_Selected passage_
>>

I understand completely. In the 90s I went on charters out of Port Aransas, TX and all we could catch were sharks. I loaded a cooler full of meat and spent a year trying to make it taste good. Wrapped in bacon, lemon peppered and butter basted it was....ok, what wouldn't be?!


----------



## Scardog7 (Oct 11, 2011)

You described the sea state perfectly. I was out 20 miles and wanted to check one last spot 2.5 miles further south but it was white capping and steep. I decided against it. As I headed in, I noticed the white caps had ended. Oh well.

Stayed dry the entire time in a 24 foot cc due to hull design and a $9.98 clear, heavy duty shower curtain.


----------



## Chris V (Oct 18, 2007)

The seas were just right to look calm and still somehow beat you up. 

Thanks for the report


----------



## bcahn (Jan 10, 2013)

Well that sucks, glad I canceled my trip out, trailer brakes(thx Jan), yard work and pressure washing all weekend for me!


----------



## amarcafina (Aug 24, 2008)

Quote ' 
Sharks cull the old, weak, sick and are the ocean "'

And the one's you spend thousands of Dollar to catch.. when they are pulled up on your line.

<<

_To be done_
(a) In the fishing forum thread, how much did the clear, heavy-duty shower curtain cost?
(b) In the fishing forum thread, take the part that opens with the words "The seas were" and closes with "weekend for me!", and write it out again with "yard work" changed to "lawn mowing".
(c) Write what comes next in the fishing forum thread, picking up after its last post.

_Provided data_
>>

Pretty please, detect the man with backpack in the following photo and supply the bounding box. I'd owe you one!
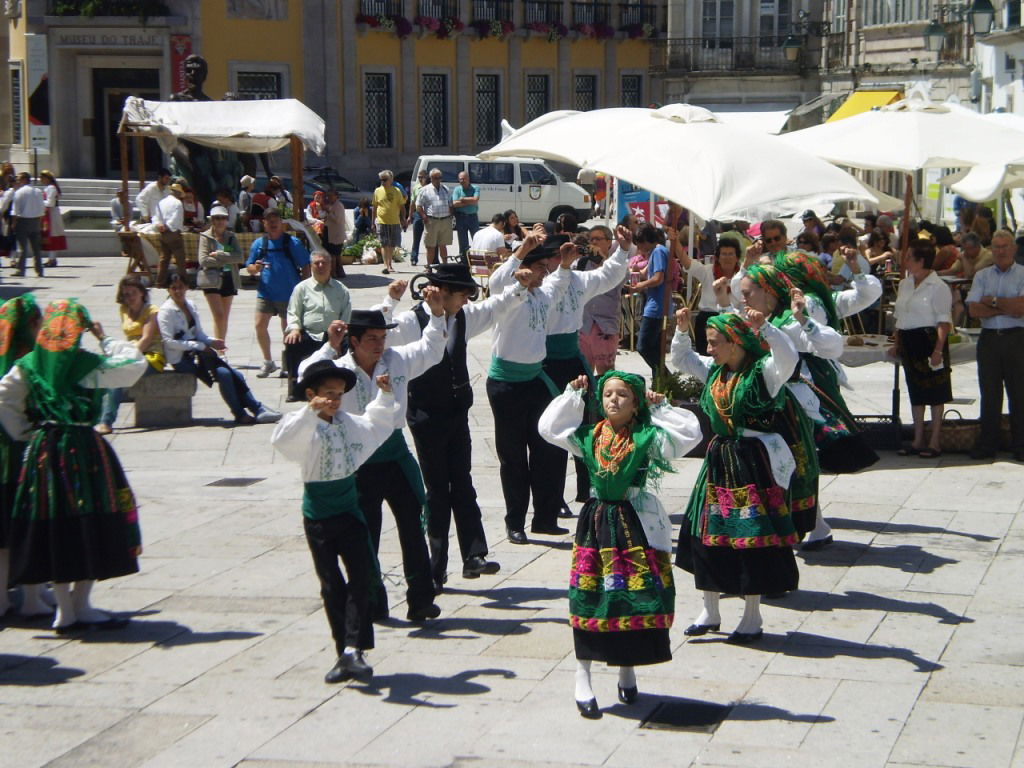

<<

_Responses_
(a) $9.98

(b)
The seas were just right to look calm and still somehow beat you up. 

Thanks for the report


----------



## bcahn (Jan 10, 2013)

Well that sucks, glad I canceled my trip out, trailer brakes(thx Jan), lawn mowing and pressure washing all weekend for me!

(c)
----------



## Nitzey (Oct 9, 2007)

"I have eaten shark all over the world and have never had any that I enjoyed eating. "

Have you tried mako? I think it is superb eating.


----------



## Kim (Aug 5, 2008)

I have had Mako in several different countries all claiming to be local delicacies and I would rather have had a burger or a hotdog as far as delicious went.


----------



## PHARMER (Apr 13, 2012)

Sorry Kim...no pics of this trip. I can't believe I didn't snap one photo. Too busy catching fish I guess. We should've took a few pics of the grouper at least. After thinking about it...I cussed that shark a little more since that was the first gag I have caught.


----------



## Kim (Aug 5, 2008)

No worries Chad there is always the next time.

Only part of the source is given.